• _TEKSTFRAGMENT_
—————

Spoor- en trammaterieel in Nederland
|
Recensie
Zoals de titel van het boek al aangeeft gaat het in dit boek niet alleen over treinen, maar ook over de trams en metro’s en de bijbehorende slijp-, werk- en pekelwagens van de vervoersbedrijven van Amsterdam, Rotterdam, Den Haag en Utrecht. Deze vullen het 2e deel van dit boek.
De inleiding begint met: “In dit boek komen alle materieeltypen aan de orde, die wij in 1982 op het Nederlandse spoorwegnet kunnen waarnemen.” Dit houdt dus in dat de meeste van de treinen en locomotieven die in dit boek vermeld staan inmiddels hun laatste rustplaats gevonden hebben bij de sloper. Een enkeling is kunnen ontsnappen aan de slopershamer en snijbrander en staat nu in een museum of rijdt bij een vereniging. Slechts de treinen van Plan U, V, Y (Sprinter) en Z (Koploper), de serie 3200 (Wadloper), de ICR-rijtuigen en de loc’s van de serie 1600 kunnen we anno 2006 nog regelmatig tegenkomen. De dubbeldekkers, de ICK’s, de 1700’en, de 1800’en en de 6400’en bijvoorbeeld zul je hier niet vinden. Die stonden in 1982 deels misschien zelfs nog niet eens op de tekentafel! Het materieel dat toen in bedrijf was wordt per soort kort besproken. Bij elk type staat precies vermeld wat op 1 januari 1980 nog aanwezig was, met aantallen en bedrijfsnummers. Van de afgevoerde treinen en locomotieven staat vermeld wanneer en waarom ze uit dienst zijn genomen. (Dit laatste geldt trouwens ook voor het tram- en metromaterieel in dit boek).

—————

Opgeslagen invoer
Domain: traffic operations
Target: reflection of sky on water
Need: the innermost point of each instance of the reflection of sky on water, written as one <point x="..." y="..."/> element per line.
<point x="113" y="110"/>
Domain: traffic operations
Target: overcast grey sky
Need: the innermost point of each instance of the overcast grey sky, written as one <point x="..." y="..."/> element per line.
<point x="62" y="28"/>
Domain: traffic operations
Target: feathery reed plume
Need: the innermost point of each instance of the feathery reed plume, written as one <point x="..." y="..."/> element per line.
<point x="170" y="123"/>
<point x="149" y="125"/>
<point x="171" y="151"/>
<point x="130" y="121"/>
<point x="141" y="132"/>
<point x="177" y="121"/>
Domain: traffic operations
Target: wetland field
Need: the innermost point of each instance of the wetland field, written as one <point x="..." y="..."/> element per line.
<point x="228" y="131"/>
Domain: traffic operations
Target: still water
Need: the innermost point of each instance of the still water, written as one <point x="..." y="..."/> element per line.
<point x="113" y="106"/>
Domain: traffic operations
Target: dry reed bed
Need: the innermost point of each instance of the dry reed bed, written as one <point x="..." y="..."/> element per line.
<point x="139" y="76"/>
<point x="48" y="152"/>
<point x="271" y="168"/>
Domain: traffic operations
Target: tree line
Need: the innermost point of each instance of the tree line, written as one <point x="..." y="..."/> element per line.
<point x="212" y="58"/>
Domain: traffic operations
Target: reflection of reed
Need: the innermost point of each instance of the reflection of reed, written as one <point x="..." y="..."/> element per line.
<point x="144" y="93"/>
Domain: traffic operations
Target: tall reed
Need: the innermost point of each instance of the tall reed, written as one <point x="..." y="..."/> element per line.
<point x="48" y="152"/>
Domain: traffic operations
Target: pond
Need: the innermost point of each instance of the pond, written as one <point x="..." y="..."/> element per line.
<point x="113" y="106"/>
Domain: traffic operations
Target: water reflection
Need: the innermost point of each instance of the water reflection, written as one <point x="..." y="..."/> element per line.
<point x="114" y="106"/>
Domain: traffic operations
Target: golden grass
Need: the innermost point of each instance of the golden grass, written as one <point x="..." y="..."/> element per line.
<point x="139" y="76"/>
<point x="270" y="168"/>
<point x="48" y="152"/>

—————

• _LIJST MET OPDRACHTEN_
(1) Schrijf uit het tekstfragment letterlijk over, beginnend bij "Spoor- en trammaterieel" en doorlopend tot en met "van dit boek.".
(2) Vertaal de zin "Het materieel dat toen in bedrijf was wordt per soort kort besproken." uit het tekstfragment in het Engels.

• _ANTWOORDEN OP VOLGORDE_
(1)
Spoor- en trammaterieel in Nederland
|
Recensie
Zoals de titel van het boek al aangeeft gaat het in dit boek niet alleen over treinen, maar ook over de trams en metro’s en de bijbehorende slijp-, werk- en pekelwagens van de vervoersbedrijven van Amsterdam, Rotterdam, Den Haag en Utrecht. Deze vullen het 2e deel van dit boek.

(2) The rolling stock that was in service at the time is discussed briefly by type.